SETI built on GIGO

I’ve never been a fan of SETI, the search for extraterrestrial intelligence. It’s like playing the lottery obsessively, throwing down lots of money in hopes of a big payoff, and I don’t play the lottery, either.

I’d really like to know if Seth Shostak is innumerate enough to play the lottery, though, because his recent claim that we stand a good chance of discovering extraterrrestrial intelligence within 25 years. All right, bring it: let’s see your evidence for such a claim.

“I actually think the chances that we’ll find ET are pretty good,” said Seth Shostak, senior astronomer at the Search for Extraterrestrial Intelligence Institute in Mountain View, Calif., here at the SETIcon convention. “Young people in the audience, I think there’s a really good chance you’re going to see this happen.”

Shostak bases this estimation on the Drake Equation, a formula conceived by SETI pioneer Frank Drake to calculate the number (N) of alien civilizations with whom we might be able to communicate. That equation takes into account a variety of factors, including the rate of star formation in the galaxy, the fraction of stars that have planets, the fraction of planets that are habitable, the percent of those that actually develop life, the percent of those that develop intelligent life, the fraction of civilizations that have a technology that can broadcast their presence into space, and the length of time those signals would be broadcasted.

▬▬▬▬▬▬

## REQUIRED ACTION 1
List the factors that, according to the piece on SETI, the Drake Equation takes into account.
## REQUIRED ACTION 2
Print the part of the piece on SETI that opens with the words containing "SETI built on" and closes with "the lottery, either.".

## DATA PROVIDED

▬▬▬▬▬▬

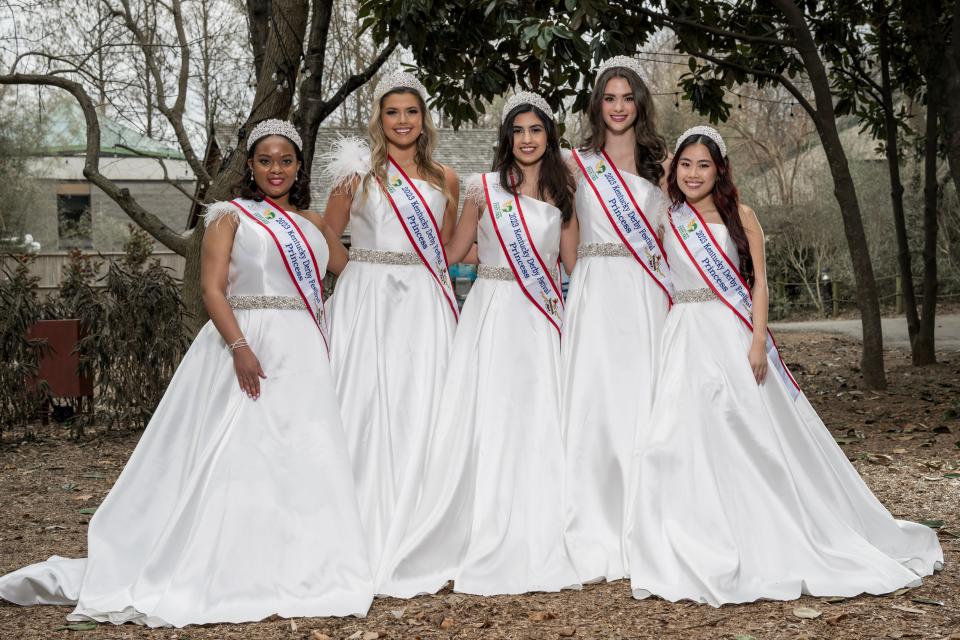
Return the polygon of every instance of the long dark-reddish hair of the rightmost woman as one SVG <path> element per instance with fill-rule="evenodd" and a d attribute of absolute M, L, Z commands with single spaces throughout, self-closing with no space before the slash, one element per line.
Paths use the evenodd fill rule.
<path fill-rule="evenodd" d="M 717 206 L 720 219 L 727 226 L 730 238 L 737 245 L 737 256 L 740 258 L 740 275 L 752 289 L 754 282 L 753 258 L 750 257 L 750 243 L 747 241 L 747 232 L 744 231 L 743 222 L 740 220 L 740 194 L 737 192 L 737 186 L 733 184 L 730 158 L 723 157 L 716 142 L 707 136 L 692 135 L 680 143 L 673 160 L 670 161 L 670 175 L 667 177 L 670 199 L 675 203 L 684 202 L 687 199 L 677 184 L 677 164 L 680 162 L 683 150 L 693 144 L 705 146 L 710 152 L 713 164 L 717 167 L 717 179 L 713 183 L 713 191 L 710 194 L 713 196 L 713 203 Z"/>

▬▬▬▬▬▬

## RESPONSE AREA 1
- the rate of star formation in the galaxy
- the fraction of stars that have planets
- the fraction of planets that are habitable
- the percent of those that actually develop life
- the percent of those that develop intelligent life
- the fraction of civilizations that have a technology that can broadcast their presence into space
- the length of time those signals would be broadcasted

## RESPONSE AREA 2
SETI built on GIGO

I’ve never been a fan of SETI, the search for extraterrestrial intelligence. It’s like playing the lottery obsessively, throwing down lots of money in hopes of a big payoff, and I don’t play the lottery, either.